### Task prompt
Transcribe each record exactly. Include every one.

-- Records for this exercise follows --

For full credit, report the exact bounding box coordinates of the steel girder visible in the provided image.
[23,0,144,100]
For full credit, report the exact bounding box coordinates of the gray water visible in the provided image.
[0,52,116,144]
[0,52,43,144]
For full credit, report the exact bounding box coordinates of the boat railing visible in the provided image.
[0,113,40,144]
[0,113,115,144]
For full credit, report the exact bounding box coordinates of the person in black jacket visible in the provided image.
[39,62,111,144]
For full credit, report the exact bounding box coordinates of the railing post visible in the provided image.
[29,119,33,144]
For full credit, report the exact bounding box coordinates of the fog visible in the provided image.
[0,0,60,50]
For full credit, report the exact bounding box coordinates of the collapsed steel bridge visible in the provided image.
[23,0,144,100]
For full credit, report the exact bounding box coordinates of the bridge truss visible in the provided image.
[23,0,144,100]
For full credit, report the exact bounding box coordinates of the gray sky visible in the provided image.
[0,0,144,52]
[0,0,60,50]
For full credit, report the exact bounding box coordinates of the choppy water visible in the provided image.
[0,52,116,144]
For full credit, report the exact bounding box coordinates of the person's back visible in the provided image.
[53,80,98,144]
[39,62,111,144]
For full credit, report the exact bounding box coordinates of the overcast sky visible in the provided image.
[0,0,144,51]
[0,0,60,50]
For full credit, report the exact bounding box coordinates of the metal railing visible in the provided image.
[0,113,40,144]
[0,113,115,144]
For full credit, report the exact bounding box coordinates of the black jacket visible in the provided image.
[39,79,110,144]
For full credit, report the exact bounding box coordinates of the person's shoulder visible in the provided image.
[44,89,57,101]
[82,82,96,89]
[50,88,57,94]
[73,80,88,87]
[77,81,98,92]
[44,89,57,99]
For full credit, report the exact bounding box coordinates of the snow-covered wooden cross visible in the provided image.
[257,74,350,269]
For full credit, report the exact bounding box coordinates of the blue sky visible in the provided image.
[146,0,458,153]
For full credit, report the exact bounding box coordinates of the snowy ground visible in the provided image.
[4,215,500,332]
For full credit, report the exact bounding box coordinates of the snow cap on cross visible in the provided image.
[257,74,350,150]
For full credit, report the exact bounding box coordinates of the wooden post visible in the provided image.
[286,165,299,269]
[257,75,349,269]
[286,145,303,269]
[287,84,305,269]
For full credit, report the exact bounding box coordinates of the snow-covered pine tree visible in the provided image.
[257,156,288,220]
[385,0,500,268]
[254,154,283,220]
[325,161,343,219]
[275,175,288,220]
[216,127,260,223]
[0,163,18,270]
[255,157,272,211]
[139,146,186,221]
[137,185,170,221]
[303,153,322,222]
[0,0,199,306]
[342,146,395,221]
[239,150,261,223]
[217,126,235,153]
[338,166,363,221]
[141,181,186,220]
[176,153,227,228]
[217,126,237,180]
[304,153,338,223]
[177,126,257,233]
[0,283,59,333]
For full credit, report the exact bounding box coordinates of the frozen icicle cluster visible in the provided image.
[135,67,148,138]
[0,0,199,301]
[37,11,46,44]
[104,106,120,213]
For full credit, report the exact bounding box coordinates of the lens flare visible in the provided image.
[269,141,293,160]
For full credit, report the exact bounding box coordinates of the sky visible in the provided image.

-- Records for this exercise concluded --

### Task solution
For full credit, report the exact bounding box coordinates of the steel girder visible in the provided image.
[23,0,144,100]
For full credit, report the exact bounding box coordinates of the gray water visible in the provided image.
[0,52,116,144]
[0,52,43,144]
For full credit, report the exact bounding box coordinates of the boat railing visible in the provided image.
[0,113,40,144]
[0,113,115,144]
For full credit, report the exact bounding box coordinates of the person in black jacket visible in the provided image.
[39,62,111,144]
For full credit, report the exact bounding box coordinates of the railing post visible in the provided image.
[29,119,33,144]
For full credit, report the exact bounding box coordinates of the fog visible in the provided image.
[0,0,60,50]
For full credit, report the exact bounding box coordinates of the collapsed steel bridge visible in the provided image.
[23,0,144,100]
For full credit, report the exact bounding box coordinates of the bridge truss visible in the provided image.
[23,0,144,100]
For full credit, report the exact bounding box coordinates of the gray sky visible in the provided image.
[0,0,144,52]
[0,0,60,50]
For full credit, report the exact bounding box coordinates of the choppy water visible in the provided image.
[0,52,116,144]
For full credit, report the exact bounding box coordinates of the person's back visible in the provided image.
[53,80,98,144]
[39,62,111,144]
For full credit, report the exact bounding box coordinates of the overcast sky visible in the provided image.
[0,0,144,51]
[0,0,60,50]
For full credit, report the exact bounding box coordinates of the metal railing visible in the provided image.
[0,113,40,144]
[0,113,115,144]
For full credit, report the exact bounding box coordinates of the black jacket visible in the provided image.
[39,79,110,144]
For full credit, report the exact bounding box coordinates of the person's shoulder visible in the provided image.
[44,89,57,101]
[82,82,96,89]
[50,88,57,94]
[73,80,88,87]
[77,81,98,92]
[44,89,57,99]
For full credit, report the exact bounding box coordinates of the snow-covered wooden cross visible in the provided image.
[257,74,350,269]
For full credit, report the exact bounding box coordinates of the blue sky visible in the provided image.
[146,0,458,153]
For full credit, report the exact bounding box coordinates of the snowy ground visible in the provided image.
[4,215,500,332]
For full credit, report the exact bounding box coordinates of the snow cap on cross visible in the provided image.
[257,74,350,150]
For full credit, report the exact bounding box coordinates of the wooden post visible in the provided image.
[286,165,299,269]
[257,75,349,269]
[286,145,303,269]
[287,84,305,269]
For full credit, report the exact bounding box coordinates of the snow-covered pine tree visible in the provided image.
[257,156,288,220]
[385,0,500,268]
[254,154,283,220]
[325,161,343,219]
[275,175,288,220]
[216,127,260,223]
[0,163,18,270]
[255,157,272,211]
[139,146,186,221]
[137,185,170,221]
[303,153,322,222]
[0,0,199,306]
[342,146,395,221]
[239,150,261,223]
[217,126,235,153]
[338,166,363,221]
[141,181,186,220]
[176,153,227,228]
[217,126,237,180]
[304,153,338,223]
[177,126,257,233]
[0,283,59,333]
For full credit, report the exact bounding box coordinates of the frozen icicle cluster visible in the provided image.
[135,67,148,138]
[0,0,199,301]
[37,11,46,44]
[104,106,120,213]
For full credit, report the exact bounding box coordinates of the lens flare visible in the provided image.
[269,141,293,160]
For full credit, report the exact bounding box coordinates of the sky visible in the provided image.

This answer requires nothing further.